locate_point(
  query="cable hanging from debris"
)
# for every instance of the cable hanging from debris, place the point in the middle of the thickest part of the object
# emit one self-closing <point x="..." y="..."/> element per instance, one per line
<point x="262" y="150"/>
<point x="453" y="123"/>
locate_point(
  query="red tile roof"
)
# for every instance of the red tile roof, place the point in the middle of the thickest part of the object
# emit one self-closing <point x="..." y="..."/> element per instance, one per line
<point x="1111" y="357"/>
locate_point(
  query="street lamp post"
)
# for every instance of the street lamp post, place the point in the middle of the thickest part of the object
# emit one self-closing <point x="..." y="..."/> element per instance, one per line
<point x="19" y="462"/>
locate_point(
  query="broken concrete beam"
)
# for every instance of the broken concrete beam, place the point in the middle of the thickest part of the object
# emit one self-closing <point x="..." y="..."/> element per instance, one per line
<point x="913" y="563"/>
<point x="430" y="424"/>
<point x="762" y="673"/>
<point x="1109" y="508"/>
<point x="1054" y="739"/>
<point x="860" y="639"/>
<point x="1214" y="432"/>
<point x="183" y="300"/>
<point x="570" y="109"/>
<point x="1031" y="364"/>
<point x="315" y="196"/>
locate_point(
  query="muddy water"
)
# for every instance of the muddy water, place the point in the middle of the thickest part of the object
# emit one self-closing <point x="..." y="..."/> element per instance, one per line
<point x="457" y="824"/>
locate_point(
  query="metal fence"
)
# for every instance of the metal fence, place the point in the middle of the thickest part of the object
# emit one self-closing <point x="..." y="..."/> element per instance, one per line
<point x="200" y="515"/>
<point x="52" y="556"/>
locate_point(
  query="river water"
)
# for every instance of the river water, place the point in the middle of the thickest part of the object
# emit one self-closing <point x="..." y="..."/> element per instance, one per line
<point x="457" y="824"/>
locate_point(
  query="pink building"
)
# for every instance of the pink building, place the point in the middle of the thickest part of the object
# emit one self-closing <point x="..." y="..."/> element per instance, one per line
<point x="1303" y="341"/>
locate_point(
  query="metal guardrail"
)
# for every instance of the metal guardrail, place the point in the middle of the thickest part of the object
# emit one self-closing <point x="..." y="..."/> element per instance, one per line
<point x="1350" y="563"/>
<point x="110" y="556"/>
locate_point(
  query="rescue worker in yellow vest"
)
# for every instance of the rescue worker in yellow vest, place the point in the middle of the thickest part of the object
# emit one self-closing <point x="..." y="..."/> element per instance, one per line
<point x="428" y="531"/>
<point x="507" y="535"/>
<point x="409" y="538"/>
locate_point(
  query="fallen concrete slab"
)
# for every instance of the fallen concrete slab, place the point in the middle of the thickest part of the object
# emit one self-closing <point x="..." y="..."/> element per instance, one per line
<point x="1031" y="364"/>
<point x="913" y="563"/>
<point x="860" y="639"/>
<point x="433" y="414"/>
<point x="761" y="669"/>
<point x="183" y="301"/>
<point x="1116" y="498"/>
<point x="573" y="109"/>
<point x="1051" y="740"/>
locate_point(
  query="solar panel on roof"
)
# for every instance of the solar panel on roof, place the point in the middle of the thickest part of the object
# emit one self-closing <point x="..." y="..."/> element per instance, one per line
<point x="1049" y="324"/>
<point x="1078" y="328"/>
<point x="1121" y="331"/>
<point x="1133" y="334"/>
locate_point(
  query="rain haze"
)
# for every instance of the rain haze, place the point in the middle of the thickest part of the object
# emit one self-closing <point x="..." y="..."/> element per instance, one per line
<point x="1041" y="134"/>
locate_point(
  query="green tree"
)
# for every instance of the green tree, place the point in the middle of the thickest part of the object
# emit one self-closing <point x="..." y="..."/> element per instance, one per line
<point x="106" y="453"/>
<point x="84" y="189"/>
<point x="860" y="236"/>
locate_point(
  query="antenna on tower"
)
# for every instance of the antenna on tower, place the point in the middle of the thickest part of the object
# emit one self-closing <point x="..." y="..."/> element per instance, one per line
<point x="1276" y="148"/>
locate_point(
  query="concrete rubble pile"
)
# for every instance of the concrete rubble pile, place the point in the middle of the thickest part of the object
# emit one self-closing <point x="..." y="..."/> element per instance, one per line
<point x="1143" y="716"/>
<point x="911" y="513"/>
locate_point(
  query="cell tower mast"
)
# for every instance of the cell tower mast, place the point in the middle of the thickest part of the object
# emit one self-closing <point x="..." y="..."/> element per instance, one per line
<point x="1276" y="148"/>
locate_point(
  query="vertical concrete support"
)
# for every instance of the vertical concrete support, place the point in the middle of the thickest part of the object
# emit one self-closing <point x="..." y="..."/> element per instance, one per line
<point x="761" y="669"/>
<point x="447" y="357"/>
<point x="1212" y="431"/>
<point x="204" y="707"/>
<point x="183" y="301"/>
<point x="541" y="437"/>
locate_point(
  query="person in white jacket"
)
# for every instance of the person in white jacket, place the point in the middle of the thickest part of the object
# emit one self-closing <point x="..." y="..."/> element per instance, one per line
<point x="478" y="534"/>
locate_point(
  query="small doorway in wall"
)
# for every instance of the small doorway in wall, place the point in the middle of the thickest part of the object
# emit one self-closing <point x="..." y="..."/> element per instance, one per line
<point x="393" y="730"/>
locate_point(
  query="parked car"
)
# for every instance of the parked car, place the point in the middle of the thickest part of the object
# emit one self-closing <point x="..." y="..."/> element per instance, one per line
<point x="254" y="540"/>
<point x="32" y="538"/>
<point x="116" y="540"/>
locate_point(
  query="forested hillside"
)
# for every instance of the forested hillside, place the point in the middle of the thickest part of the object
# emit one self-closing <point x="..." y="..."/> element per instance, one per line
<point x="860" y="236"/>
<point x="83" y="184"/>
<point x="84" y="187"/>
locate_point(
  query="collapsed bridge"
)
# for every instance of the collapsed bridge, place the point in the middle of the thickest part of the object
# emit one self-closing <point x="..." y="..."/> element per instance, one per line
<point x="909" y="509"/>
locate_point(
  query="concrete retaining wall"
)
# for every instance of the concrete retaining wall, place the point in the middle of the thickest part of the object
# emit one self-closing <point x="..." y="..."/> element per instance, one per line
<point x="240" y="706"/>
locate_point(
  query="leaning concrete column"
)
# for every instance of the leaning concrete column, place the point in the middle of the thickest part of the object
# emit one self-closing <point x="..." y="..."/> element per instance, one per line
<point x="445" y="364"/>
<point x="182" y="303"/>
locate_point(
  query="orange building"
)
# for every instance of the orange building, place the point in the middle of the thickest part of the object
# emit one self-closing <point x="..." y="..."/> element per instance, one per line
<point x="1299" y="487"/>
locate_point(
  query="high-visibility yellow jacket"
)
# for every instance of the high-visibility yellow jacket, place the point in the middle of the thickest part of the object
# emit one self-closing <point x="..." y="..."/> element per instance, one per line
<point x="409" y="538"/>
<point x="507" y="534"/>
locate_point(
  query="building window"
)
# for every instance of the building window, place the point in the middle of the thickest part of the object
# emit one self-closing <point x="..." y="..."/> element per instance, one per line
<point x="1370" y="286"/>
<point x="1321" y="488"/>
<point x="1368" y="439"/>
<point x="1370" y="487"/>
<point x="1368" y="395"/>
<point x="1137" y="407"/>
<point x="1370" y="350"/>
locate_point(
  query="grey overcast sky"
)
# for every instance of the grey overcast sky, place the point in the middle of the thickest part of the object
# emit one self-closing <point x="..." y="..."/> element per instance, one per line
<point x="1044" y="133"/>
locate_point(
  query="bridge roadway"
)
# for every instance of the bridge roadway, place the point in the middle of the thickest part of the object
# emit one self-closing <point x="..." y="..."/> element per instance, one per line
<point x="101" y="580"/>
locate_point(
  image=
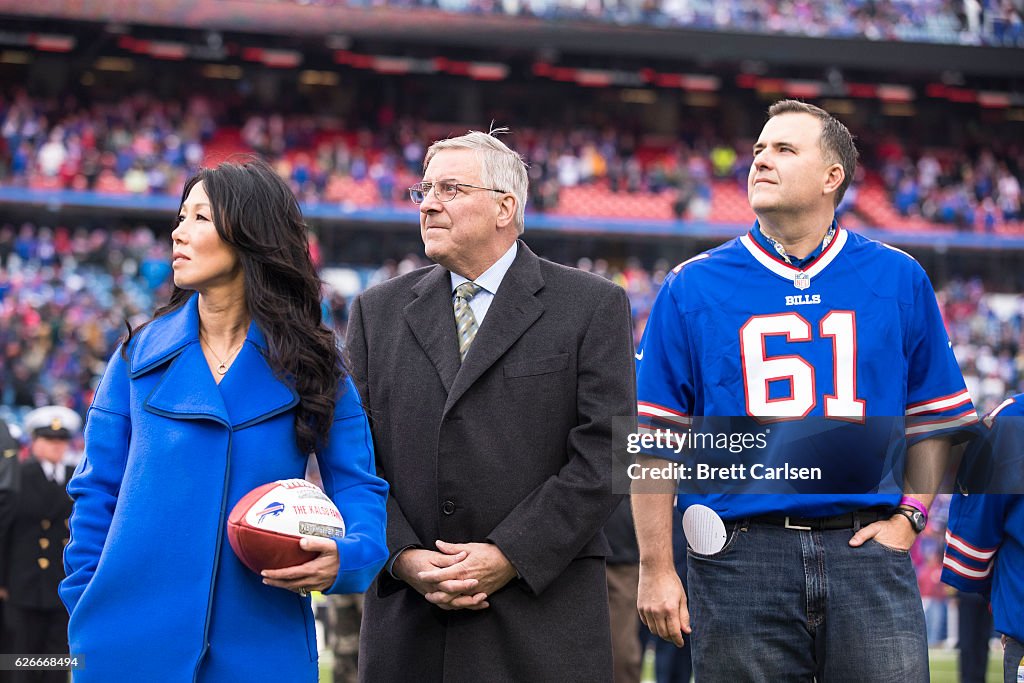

--

## TASK PROMPT
Show every line of the entries above that contains the word "overcast", copying each one in full.

## EXERCISE RESULT
  query="grey overcast sky"
# for every instance of the grey overcast sky, place the point in the middle of the thickest part of the object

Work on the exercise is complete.